QueryDsl.from(e).where {
e.addressId inList {
QueryDsl.from(a)
.where {
e.addressId eq a.addressId
e.employeeName like "%S%"
}.select(a.addressId)
}
}
/*
select t0_.EMPLOYEE_ID, t0_.EMPLOYEE_NO, t0_.EMPLOYEE_NAME, t0_.MANAGER_ID, t0_.HIREDATE, t0_.SALARY, t0_.DEPARTMENT_ID, t0_.ADDRESS_ID, t0_.VERSION from EMPLOYEE as t0_ where t0_.ADDRESS_ID in (select t1_.ADDRESS_ID from ADDRESS as t1_ where t0_.ADDRESS_ID = t1_.ADDRESS_ID and t0_.EMPLOYEE_NAME like ? escape ?)
*/
notInList
QueryDsl.from(a).where { a.addressId notInList (1..9).toList() }.orderBy(a.addressId)

記述課題:
QueryDslのコード例の続きを、最後の行の後から書き足す。

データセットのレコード

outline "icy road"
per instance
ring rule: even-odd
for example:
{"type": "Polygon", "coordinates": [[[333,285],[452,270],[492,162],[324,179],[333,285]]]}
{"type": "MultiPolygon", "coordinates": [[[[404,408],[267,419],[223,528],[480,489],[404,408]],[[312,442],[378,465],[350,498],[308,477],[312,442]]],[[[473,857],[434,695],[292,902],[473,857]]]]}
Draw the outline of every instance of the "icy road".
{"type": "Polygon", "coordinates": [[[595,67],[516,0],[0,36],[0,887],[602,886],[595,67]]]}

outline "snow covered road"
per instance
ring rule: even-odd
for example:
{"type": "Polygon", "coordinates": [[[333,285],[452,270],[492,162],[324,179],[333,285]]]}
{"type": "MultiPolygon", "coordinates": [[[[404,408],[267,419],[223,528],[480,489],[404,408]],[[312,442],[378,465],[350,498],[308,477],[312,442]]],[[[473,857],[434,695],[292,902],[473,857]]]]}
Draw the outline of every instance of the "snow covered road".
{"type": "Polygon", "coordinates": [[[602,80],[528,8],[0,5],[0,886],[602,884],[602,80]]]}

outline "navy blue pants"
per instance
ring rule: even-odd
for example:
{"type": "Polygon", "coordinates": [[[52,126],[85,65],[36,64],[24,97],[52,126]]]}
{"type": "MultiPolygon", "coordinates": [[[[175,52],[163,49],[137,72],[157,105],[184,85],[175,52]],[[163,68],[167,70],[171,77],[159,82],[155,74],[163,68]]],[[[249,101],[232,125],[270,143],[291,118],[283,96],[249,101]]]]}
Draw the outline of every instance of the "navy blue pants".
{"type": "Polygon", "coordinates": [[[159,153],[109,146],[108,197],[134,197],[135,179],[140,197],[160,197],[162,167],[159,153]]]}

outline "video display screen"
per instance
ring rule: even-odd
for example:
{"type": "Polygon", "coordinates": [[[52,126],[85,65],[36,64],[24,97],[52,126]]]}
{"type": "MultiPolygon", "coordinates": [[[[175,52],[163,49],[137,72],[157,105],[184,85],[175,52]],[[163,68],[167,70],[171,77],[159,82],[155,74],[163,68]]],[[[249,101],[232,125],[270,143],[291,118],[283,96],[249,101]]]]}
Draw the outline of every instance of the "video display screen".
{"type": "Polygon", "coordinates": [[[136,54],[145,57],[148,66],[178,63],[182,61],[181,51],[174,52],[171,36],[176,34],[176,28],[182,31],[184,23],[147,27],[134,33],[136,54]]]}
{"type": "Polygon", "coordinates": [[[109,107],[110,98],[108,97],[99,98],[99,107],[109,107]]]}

解答:
/*
select t0_.ADDRESS_ID, t0_.STREET, t0_.VERSION from ADDRESS as t0_ where t0_.ADDRESS_ID not in (?, ?, ?, ?, ?, ?, ?, ?, ?) order by t0_.ADDRESS_ID asc
*/
サブクエリも使えます。
QueryDsl.from(e).where {
e.addressId notInList {
QueryDsl.from(a).where {
e.addressId eq a.addressId
e.employeeName like "%S%"
}.select(a.addressId)
}
}
/*
select t0_.EMPLOYEE_ID, t0_.EMPLOYEE_NO, t0_.EMPLOYEE_NAME, t0_.MANAGER_ID, t0_.HIREDATE, t0_.SALARY, t0_.DEPARTMENT_ID, t0_.ADDRESS_ID, t0_.VERSION from EMPLOYEE as t0_ where t0_.ADDRESS_ID not in (select t1_.ADDRESS_ID from ADDRESS as t1_ where t0_.ADDRESS_ID = t1_.ADDRESS_ID and t0_.EMPLOYEE_NAME like ? escape ?)
*/
inList2
QueryDsl.from(a).where { a.addressId to a.version inList2 listOf(9 to 1, 10 to 1) }.orderBy(a.addressId.desc())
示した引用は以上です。